課題 A:
生活保護に関する本文のうち「通常、担当する生活保護者は」で始まる段落を、要点を残して箇条書きにまとめてください。
課題 B:
生活保護に関する本文の最後の文を引き継いで、続きを書いてください。

札幌市で2年間で20代男性のケースカーカーが生活保護費計170万円余を“過少&過大支給” 書類廃棄や虚偽報告も判明 20代男性職員を停職処分になったとの記事が掲載されている。  

 市によれば、「この職員は複雑で難しい事務処理を後回しにする傾向があり、上司に報告や相談をできず虚偽の報告をしていたほか、未処理の書類を定められた場所で保管する組織的なルールも守っていませんでした。」と説明をしているが、2年間で288世帯を担当していたという。その数字の異常さに驚きを隠せない。  

 通常、担当する生活保護者は1担当当たり100件前後と言われるが、3倍近い担当をしていたということか。それでは、様々な処理ができなくなるのもわかる気がする。ケースワーカーの配置は社会福祉法において市部80世帯に1人、郡部65世帯に1人を基準として定められているという。  

 厚生労働省の調査では基準を満たしていない自治体は7割に及ぶと言われている。このままでは国民生活最後の砦である生活保護行政がなりゆかない。札幌市は処分の前に、根本的な原因がどこにあるのかをしっかりと検証してもらいたい。超高齢社会の時代変化に合わせた生活保護行政の在り方にメスを入れねばならない。構造的な問題になりつつあることを懸念する。  
 桜井啓太・立命館大准教授(社会福祉学)は「公務員の人員削減の流れを背景に、ケースワーカー不足も常態化している。訪問で生活実態を把握できなければ、適切な支援に影響する。給与が低く身分が不安定な非正規職員が生活保護業務を支える構造とともに、是正が必要だ」と指摘している。

検討用記録:
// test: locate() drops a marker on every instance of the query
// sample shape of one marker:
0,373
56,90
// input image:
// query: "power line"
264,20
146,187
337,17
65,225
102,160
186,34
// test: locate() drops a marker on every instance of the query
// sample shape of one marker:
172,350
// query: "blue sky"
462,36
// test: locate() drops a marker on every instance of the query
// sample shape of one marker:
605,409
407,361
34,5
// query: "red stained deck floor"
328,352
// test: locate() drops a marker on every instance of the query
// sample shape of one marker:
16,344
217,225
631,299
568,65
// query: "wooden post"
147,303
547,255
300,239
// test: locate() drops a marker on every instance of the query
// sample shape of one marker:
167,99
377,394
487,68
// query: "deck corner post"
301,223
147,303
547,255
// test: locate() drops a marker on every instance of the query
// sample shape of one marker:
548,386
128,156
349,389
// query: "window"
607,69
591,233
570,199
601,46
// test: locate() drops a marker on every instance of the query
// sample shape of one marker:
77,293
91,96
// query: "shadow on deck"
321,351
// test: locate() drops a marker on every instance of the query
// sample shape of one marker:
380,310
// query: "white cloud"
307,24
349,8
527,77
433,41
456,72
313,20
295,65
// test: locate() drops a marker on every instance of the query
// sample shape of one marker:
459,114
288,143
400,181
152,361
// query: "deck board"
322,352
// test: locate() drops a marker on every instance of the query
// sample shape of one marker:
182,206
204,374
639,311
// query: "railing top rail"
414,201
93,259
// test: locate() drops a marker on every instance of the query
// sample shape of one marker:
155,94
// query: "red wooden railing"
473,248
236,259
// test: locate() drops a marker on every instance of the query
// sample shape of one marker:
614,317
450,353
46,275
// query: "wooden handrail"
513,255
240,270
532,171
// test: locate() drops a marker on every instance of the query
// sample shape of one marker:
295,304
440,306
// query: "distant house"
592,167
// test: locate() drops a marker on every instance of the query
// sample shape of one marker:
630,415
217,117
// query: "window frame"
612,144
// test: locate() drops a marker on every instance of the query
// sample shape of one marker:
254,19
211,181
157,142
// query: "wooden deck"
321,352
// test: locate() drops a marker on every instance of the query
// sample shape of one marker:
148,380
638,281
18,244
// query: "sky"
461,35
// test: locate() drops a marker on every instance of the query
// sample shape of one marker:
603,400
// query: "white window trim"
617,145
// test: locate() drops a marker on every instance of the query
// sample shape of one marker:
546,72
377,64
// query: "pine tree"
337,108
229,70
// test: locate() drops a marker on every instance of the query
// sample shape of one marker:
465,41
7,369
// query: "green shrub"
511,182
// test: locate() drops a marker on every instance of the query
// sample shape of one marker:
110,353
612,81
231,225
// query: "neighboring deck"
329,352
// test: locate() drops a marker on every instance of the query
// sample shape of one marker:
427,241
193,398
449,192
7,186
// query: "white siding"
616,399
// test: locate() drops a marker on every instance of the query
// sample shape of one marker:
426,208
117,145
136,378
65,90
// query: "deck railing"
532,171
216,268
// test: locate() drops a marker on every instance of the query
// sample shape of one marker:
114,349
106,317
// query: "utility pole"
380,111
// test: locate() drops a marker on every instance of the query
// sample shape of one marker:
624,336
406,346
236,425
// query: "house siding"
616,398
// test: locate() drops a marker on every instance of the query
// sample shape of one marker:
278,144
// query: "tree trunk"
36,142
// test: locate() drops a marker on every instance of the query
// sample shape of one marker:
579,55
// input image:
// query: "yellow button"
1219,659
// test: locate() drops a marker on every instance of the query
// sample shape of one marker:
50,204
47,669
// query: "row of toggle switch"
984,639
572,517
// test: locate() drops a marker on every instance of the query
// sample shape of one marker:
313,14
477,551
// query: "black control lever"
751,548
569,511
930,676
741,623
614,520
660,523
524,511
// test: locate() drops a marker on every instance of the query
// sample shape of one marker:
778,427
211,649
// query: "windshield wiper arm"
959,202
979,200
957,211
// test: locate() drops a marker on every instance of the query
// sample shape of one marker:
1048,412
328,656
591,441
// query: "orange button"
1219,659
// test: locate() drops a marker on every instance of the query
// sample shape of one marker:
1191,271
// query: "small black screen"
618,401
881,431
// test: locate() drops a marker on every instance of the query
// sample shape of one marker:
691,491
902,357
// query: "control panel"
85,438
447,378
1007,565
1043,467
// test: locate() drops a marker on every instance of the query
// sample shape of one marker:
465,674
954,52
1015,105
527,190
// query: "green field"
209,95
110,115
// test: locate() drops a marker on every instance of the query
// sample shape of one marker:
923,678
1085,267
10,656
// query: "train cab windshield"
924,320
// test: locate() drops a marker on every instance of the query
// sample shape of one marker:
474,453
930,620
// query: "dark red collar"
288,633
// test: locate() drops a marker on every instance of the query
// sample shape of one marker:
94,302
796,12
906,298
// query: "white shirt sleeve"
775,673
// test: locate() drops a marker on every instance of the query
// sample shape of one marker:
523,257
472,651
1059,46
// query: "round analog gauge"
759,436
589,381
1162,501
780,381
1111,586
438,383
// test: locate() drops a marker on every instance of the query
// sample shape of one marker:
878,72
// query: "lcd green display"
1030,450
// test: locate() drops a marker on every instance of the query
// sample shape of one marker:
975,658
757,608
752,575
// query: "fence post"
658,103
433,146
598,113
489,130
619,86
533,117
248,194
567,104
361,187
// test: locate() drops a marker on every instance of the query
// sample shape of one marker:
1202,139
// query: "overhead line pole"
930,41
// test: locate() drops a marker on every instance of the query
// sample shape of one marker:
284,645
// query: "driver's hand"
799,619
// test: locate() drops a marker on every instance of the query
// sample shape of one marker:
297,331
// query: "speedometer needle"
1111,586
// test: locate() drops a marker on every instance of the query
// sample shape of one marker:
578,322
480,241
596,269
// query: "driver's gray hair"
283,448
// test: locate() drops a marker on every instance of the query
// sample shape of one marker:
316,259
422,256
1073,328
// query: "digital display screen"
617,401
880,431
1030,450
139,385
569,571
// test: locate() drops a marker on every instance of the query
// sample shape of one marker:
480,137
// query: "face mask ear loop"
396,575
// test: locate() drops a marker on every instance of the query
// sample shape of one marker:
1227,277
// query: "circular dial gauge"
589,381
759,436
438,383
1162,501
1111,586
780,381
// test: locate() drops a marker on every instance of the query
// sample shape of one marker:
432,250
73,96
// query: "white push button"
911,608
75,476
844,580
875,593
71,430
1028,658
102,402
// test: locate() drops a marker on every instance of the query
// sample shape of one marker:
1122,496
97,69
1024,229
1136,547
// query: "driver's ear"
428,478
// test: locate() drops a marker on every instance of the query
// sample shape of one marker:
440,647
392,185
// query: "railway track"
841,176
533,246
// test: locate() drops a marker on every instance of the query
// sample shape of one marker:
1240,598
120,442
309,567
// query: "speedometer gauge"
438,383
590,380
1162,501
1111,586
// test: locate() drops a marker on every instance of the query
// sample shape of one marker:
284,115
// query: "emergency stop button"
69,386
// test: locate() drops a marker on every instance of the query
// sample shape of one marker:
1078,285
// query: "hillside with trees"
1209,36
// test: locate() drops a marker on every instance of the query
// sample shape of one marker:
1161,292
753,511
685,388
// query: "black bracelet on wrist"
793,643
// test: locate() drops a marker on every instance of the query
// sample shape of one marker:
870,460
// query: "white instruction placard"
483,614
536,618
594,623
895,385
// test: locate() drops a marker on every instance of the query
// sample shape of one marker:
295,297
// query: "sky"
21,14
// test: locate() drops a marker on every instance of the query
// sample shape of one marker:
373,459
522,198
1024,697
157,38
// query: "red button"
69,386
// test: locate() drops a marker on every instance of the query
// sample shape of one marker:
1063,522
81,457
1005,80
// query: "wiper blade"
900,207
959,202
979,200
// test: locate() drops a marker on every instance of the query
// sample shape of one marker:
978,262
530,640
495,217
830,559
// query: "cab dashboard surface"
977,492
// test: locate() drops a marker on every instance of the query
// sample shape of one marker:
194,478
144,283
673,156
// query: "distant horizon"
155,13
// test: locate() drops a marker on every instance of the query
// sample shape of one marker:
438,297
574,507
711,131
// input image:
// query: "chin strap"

解答 A:
- 生活保護の担当件数は、通常1担当あたり100件前後とされる。
- 当該職員はその3倍近くを担当していたとみられ、処理が滞ったのも理解できる。
- 社会福祉法の基準では、ケースワーカー1人あたり市部80世帯、郡部65世帯とされている。

解答 B:
 https://www.asahi.com/articles/ASNDJ560NNCZUUPI002.html

生活保護費計170万円余を“過少&過大支給” 書類廃棄や虚偽報告も判明 20代男性職員を停職処分に…札幌市「一斉点検」へ YAHOOニュース2024.1.22 
 札幌市西区役所の20代男性職員が、担当していた9世帯分、計170万円あまりの生活保護費を過大、過少支給をしたり、書類の廃棄や偽造などの不適切な処理をしたりしたなどとして、札幌市はこの職員を停職2か月の懲戒処分としました。  

札幌市によりますと、この男性職員は西区役所のケースワーカーで、生活保護業務を担当していた2021年3月から2023年4月の約2年間で、6世帯の保護費計51万4165円を過少支給、2世帯には77万7636円を過大支給、1世帯には43万7301円を過大返還させる決定をし、計172万9102円の不適切な事務処理を行いました。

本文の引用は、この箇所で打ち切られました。